=== Excerpted passage ===
Figure 13 shows comparative plots of NQDS for Q_{o}, Q_{w}, BHP for the producer wells and BHP for the injector wells. The gray square markers indicate the initial variability. An overall improvement in the quality of data match can be noted for both methods for most functions. Figure 14 shows the oil rate for one of the wells (PROD008) comparing GAMSSA and GA. Note that the selected models (green curves) from GAMSSA more properly encompass the observed data. It is important to analyze not only the quantity of the models, in terms of data match, but also the variability of the solutions, as described in Section 4.4.
Fig. 13 Comparative plots of NQDS for the initial and the selected models from GAMSSA and GA. 
Fig. 14 Oil rate for the well PROD008 comparing GAMSSA and GA. Gray lines indicate the initial model dispersion, green lines are the selected matched models, red points are the observed data and the blue lines represent the tolerance.

=== Dataset extract ===
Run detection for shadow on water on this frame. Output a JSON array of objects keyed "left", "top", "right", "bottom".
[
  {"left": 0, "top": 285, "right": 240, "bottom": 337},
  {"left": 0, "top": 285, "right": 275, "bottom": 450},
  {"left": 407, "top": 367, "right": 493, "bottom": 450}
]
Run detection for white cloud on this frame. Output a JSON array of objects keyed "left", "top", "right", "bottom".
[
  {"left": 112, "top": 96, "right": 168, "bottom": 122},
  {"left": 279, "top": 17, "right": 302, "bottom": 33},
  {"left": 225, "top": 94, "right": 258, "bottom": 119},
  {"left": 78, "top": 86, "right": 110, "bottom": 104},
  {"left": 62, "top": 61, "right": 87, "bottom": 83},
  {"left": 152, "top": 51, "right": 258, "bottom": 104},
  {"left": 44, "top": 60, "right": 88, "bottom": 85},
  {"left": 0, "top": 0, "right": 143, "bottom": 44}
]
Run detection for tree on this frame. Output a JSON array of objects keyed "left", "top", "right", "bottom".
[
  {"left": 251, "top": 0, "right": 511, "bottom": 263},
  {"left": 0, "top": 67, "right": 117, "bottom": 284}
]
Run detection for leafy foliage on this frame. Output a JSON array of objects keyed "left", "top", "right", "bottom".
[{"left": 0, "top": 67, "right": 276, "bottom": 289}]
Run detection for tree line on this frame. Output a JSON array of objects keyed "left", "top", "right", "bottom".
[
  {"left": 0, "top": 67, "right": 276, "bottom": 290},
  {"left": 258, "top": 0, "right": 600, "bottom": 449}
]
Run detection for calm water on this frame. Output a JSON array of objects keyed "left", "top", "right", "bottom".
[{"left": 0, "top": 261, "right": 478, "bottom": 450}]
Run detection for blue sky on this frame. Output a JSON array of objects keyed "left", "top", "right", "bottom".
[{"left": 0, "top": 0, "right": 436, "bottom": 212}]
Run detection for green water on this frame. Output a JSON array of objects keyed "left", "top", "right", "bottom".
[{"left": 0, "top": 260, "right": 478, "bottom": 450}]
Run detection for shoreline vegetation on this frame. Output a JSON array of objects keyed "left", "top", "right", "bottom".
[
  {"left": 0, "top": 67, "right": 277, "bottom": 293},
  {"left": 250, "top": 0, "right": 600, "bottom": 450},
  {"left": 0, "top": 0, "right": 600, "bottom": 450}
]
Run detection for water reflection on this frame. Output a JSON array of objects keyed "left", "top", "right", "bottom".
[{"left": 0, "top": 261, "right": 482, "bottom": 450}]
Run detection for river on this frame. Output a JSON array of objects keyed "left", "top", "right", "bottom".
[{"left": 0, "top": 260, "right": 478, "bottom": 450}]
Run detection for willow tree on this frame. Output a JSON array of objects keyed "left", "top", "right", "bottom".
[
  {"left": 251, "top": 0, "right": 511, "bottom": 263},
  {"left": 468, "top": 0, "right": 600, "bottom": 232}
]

=== What the exercise asks ===
Output the full passage above comparing GAMSSA and GA, word for word, with both figure captions included.

=== Answer section ===
Figure 13 shows comparative plots of NQDS for Q_{o}, Q_{w}, BHP for the producer wells and BHP for the injector wells. The gray square markers indicate the initial variability. An overall improvement in the quality of data match can be noted for both methods for most functions. Figure 14 shows the oil rate for one of the wells (PROD008) comparing GAMSSA and GA. Note that the selected models (green curves) from GAMSSA more properly encompass the observed data. It is important to analyze not only the quantity of the models, in terms of data match, but also the variability of the solutions, as described in Section 4.4.
Fig. 13 Comparative plots of NQDS for the initial and the selected models from GAMSSA and GA. 
Fig. 14 Oil rate for the well PROD008 comparing GAMSSA and GA. Gray lines indicate the initial model dispersion, green lines are the selected matched models, red points are the observed data and the blue lines represent the tolerance.